Exercise requirements ▸ Set down each record exactly as written.
★ ★ ★ ★ ★
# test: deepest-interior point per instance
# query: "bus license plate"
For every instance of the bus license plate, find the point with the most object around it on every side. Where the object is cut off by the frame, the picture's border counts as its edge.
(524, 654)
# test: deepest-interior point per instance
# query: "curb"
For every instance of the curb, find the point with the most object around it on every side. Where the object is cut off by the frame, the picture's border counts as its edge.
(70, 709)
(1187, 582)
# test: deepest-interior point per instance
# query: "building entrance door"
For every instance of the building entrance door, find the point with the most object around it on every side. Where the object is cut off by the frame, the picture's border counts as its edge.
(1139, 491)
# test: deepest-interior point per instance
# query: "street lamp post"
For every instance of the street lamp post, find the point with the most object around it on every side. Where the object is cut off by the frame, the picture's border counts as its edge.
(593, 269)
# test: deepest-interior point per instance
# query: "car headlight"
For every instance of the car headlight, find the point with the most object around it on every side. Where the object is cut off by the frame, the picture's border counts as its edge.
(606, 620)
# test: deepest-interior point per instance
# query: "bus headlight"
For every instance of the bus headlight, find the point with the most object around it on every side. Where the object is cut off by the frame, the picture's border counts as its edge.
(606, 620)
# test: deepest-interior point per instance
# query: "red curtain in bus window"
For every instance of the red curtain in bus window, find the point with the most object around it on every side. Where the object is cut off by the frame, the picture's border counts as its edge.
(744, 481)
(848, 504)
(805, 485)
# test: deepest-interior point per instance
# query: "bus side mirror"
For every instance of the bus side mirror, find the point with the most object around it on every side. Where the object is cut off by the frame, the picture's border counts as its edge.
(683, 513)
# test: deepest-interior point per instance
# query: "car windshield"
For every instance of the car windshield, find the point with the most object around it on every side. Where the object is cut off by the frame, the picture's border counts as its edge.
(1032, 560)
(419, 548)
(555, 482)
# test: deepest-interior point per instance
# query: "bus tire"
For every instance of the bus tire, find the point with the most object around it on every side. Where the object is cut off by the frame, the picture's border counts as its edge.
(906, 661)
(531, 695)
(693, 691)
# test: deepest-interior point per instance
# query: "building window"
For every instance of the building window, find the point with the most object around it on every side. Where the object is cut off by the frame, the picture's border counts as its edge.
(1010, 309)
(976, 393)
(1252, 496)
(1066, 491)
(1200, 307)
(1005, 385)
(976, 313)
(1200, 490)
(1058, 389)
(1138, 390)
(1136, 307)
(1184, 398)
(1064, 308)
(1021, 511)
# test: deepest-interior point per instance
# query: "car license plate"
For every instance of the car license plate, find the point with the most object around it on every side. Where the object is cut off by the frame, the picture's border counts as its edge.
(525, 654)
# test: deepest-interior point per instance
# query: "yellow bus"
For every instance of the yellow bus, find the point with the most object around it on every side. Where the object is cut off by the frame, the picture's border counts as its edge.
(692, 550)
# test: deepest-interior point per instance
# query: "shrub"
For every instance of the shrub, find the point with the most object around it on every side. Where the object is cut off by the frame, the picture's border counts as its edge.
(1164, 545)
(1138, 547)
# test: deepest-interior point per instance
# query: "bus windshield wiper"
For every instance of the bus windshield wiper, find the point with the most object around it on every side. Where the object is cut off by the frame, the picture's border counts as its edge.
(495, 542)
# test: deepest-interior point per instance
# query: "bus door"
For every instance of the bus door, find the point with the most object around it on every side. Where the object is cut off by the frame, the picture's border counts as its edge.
★ ★ ★ ★ ★
Correct output ▸
# test: deepest-interior point per instance
# query: "bus license plate"
For every instance of the bus license plate, find the point with the most object around it on every side. Where the object is cut off by the frame, the picture's border counts as its edge.
(524, 654)
# test: deepest-interior point per instance
# query: "curb"
For every instance of the curb, find the point with the most object around it on every side. Where the object is cut off by the frame, the picture's border counts as its edge.
(70, 709)
(1187, 582)
# test: deepest-interior point per instance
# query: "building entrance door"
For every instance of the building entrance door, find the point with the most object around it on every side. Where the object is cut off by the frame, the picture's border counts as its edge.
(1139, 491)
# test: deepest-interior point per instance
# query: "street lamp post"
For every instance of the street lamp post, find the point with the most object around it on every side. Where the object is cut off by the frame, the picture's border counts as its edge.
(593, 269)
# test: deepest-interior point per instance
# query: "car headlight"
For every instance of the car headlight, find the point with the most object around it on every side. Where the object is cut off by the frame, the picture's border counts as its edge.
(606, 620)
# test: deepest-interior point per instance
# query: "bus headlight"
For every instance of the bus headlight, find the point with the most object around it on every side. Where the object is cut off by the frame, the picture's border counts as its edge.
(606, 620)
# test: deepest-interior point per instance
# query: "red curtain in bus window"
For every instance of the red curtain in bus window, find the point with the most object around it on every side. Where the object is cut off by the frame, the picture's border counts as its edge.
(744, 481)
(848, 504)
(805, 485)
# test: deepest-interior point per instance
# query: "bus side mirror"
For every instance of the bus side mirror, find the point with the most object around it on every side. Where the object is cut off by the frame, the picture's border counts as its edge.
(683, 513)
# test: deepest-interior point per instance
# query: "car windshield"
For every instance of the car windshield, find the point with the most object around it on every side. Where the object is cut off by the frame, the picture's border counts as its edge.
(1032, 560)
(419, 548)
(555, 482)
# test: deepest-interior point per instance
# query: "bus tire"
For every instance of the bus tire, find the point with the most object around it on every side. Where the object is cut off by the frame, the picture's border counts as its edge.
(906, 661)
(531, 695)
(693, 691)
# test: deepest-interior point per instance
# query: "building window"
For every instance of the building window, find the point with the most object around it on every side. Where the object is cut off by the frame, the picture's border counts as its edge.
(1010, 309)
(976, 393)
(1252, 496)
(1066, 491)
(1200, 307)
(1005, 385)
(976, 313)
(1200, 490)
(1058, 389)
(1138, 390)
(1136, 307)
(1184, 398)
(1064, 308)
(1021, 511)
# test: deepest-interior point per instance
# query: "car license plate"
For every instance of the car license plate, find the point with the most object around it on every side. Where the object is cut off by the frame, the picture's border counts as its edge.
(525, 654)
# test: deepest-interior point per instance
# query: "yellow bus"
For every instance of the yellow bus, find the point with the most object around it on every side. Where the object is cut off by the frame, the picture's border counts as its edge.
(692, 550)
# test: deepest-interior point per instance
# query: "shrub"
For every instance of the shrub, find the point with the most object around it on every side. Where the object is cut off by the frame, the picture's border counts as its edge.
(1164, 545)
(1138, 547)
# test: deepest-interior point per instance
# query: "bus windshield wiper"
For every instance of the bus windshield wiper, find the point with the most object around it on every side. Where the object is cut off by the frame, the picture's border counts as its edge.
(495, 542)
# test: deepest-interior point per instance
# query: "bus door"
For every instance of the bus door, find the point with the most object around it on every side. Where the object is cut off by the frame, the picture's border counts as its edge.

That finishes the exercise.